DATA FOR THIS TASK –
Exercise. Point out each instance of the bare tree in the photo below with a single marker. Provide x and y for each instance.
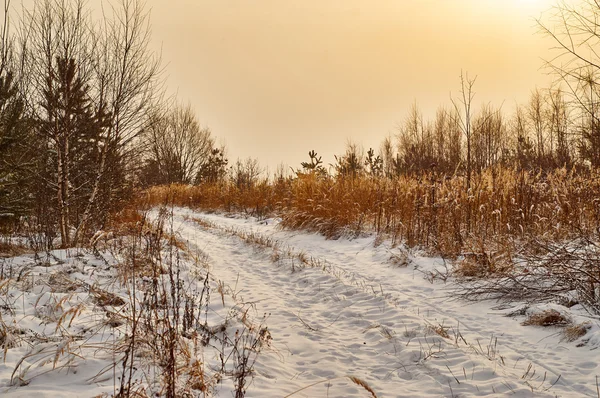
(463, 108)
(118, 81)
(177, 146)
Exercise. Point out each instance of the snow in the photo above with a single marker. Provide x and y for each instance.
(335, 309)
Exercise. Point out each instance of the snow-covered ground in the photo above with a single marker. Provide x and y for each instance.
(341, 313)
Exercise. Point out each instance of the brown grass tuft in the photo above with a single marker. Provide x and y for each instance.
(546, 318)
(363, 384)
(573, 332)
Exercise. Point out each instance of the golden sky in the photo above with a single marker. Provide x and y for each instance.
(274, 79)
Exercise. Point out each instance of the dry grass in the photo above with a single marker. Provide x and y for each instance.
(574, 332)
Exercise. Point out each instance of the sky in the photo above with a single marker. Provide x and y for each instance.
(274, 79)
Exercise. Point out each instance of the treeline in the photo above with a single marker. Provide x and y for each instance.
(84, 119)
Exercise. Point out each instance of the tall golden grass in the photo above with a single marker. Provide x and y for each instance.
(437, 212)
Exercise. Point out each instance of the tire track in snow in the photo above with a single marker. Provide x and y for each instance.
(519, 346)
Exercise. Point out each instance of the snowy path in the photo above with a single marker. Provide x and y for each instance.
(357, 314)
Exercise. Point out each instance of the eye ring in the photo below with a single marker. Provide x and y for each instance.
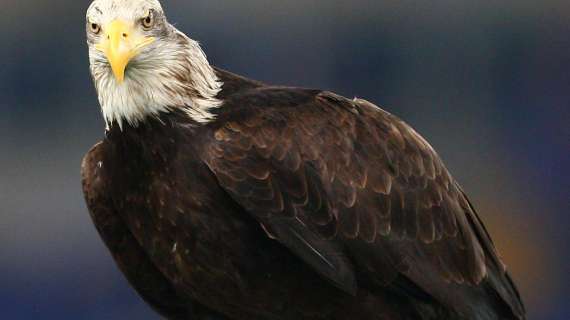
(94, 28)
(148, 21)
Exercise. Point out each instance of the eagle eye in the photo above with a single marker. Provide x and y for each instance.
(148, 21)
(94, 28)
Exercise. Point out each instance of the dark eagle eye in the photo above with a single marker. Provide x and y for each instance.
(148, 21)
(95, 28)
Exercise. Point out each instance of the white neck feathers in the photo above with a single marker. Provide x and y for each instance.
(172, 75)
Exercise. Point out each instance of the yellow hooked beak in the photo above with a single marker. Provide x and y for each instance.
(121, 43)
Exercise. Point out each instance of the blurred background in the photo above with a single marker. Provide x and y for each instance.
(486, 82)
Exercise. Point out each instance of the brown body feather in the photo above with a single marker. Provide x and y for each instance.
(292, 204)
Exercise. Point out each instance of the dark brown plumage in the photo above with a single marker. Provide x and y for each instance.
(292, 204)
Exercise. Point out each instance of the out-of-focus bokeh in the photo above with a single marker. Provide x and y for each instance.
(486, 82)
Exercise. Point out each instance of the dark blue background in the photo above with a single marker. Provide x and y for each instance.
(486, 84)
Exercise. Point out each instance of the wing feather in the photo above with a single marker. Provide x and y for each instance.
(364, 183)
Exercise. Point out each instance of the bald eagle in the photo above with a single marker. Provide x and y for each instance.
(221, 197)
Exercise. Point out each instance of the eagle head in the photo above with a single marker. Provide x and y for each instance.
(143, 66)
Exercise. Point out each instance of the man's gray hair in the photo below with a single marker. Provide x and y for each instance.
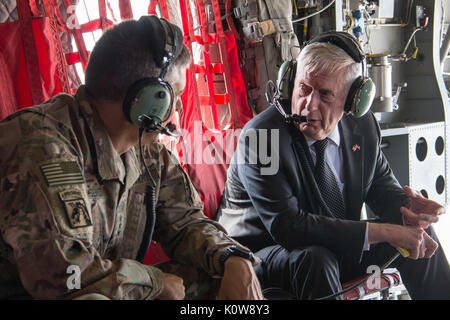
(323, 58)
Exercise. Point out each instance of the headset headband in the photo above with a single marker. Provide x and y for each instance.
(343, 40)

==

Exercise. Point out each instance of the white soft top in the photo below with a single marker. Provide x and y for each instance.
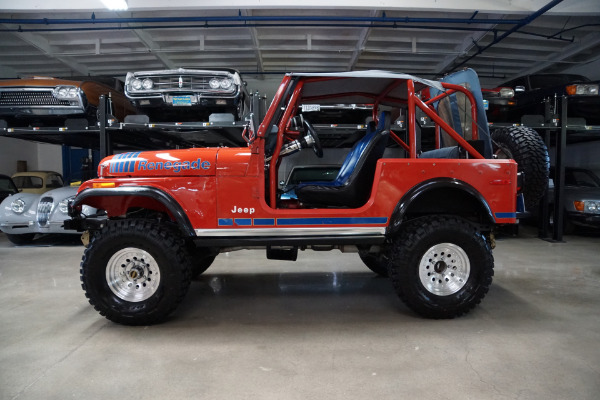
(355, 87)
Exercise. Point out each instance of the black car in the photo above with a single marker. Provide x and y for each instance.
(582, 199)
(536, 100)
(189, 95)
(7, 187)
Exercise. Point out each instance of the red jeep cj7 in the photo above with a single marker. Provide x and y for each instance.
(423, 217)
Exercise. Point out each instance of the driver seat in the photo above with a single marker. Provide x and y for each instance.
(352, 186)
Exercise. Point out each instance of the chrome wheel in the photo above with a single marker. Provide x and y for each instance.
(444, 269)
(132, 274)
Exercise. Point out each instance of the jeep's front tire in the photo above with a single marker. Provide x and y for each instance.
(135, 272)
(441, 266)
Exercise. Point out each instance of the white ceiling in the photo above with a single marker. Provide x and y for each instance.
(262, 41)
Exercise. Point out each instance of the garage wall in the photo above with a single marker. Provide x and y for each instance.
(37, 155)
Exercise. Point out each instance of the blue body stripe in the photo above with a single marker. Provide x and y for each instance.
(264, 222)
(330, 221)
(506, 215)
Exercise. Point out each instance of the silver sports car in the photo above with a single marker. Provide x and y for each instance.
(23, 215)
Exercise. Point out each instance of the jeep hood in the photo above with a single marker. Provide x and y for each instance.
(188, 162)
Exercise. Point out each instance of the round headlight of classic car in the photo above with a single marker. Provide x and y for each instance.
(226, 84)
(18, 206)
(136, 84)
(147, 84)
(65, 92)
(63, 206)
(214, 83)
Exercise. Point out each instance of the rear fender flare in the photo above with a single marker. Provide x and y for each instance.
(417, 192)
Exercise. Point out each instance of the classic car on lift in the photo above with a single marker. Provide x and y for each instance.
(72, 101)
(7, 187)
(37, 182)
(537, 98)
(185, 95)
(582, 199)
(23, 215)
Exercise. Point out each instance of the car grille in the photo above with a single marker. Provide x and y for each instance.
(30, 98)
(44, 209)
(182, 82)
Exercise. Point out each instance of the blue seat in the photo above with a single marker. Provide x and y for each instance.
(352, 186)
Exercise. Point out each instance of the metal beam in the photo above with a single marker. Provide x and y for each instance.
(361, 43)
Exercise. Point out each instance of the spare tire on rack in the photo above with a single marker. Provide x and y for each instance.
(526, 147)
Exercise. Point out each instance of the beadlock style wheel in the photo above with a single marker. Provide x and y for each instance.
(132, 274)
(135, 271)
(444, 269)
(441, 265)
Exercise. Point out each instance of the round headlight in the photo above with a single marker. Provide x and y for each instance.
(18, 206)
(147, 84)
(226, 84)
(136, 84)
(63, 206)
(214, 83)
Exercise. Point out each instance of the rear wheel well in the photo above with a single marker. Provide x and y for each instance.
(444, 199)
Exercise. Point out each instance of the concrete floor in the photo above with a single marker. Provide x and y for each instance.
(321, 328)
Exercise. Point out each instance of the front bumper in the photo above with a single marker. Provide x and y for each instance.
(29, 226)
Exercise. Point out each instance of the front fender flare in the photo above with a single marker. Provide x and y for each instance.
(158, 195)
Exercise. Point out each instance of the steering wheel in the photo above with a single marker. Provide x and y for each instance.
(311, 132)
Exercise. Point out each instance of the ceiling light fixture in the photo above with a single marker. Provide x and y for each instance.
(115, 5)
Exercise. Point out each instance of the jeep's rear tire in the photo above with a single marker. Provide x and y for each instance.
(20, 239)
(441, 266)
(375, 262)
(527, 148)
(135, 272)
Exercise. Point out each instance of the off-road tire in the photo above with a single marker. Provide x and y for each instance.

REQUIREMENT –
Please reproduce the lines from the line with "Exercise. Point out each instance of the round headlight in" to the line with "Exercise. Point out each instance of the off-road", both ends included, exactly as they appear above.

RESULT OF THE TASK –
Exercise. Point out each instance of the round headlight in the photo above with a single marker. Provide x and y for each instance.
(18, 206)
(147, 84)
(226, 84)
(136, 84)
(63, 206)
(214, 83)
Exercise. Point out each instance of the rear wheel well in the photo above with a single marker. Provide x and y for each instance.
(444, 199)
Exercise. Point out each instance of the concrete floor in the photo above with a single marker. Provide x and y for each instance.
(321, 328)
Exercise. Point out each instance of the front bumper in the photo above with a single marker. Provide x and y for each instance.
(29, 226)
Exercise. Point out each instance of the front fender flare in the photo above with a single marker. Provide x and y for each instance.
(158, 195)
Exercise. Point out each instance of the steering wheel in the photo above with a single marker. Provide x and y for each instance.
(311, 132)
Exercise. Point out each instance of the ceiling light fixture in the photo above with a single marker. Provide x and y for each instance.
(115, 5)
Exercise. Point out each instance of the jeep's rear tire in the photo above with a single marker. Provide x and y for each instance.
(20, 239)
(441, 266)
(375, 262)
(527, 148)
(135, 272)
Exercise. Point out each instance of the off-road tire in the photo above with a single marker. Provide x and y for each instance.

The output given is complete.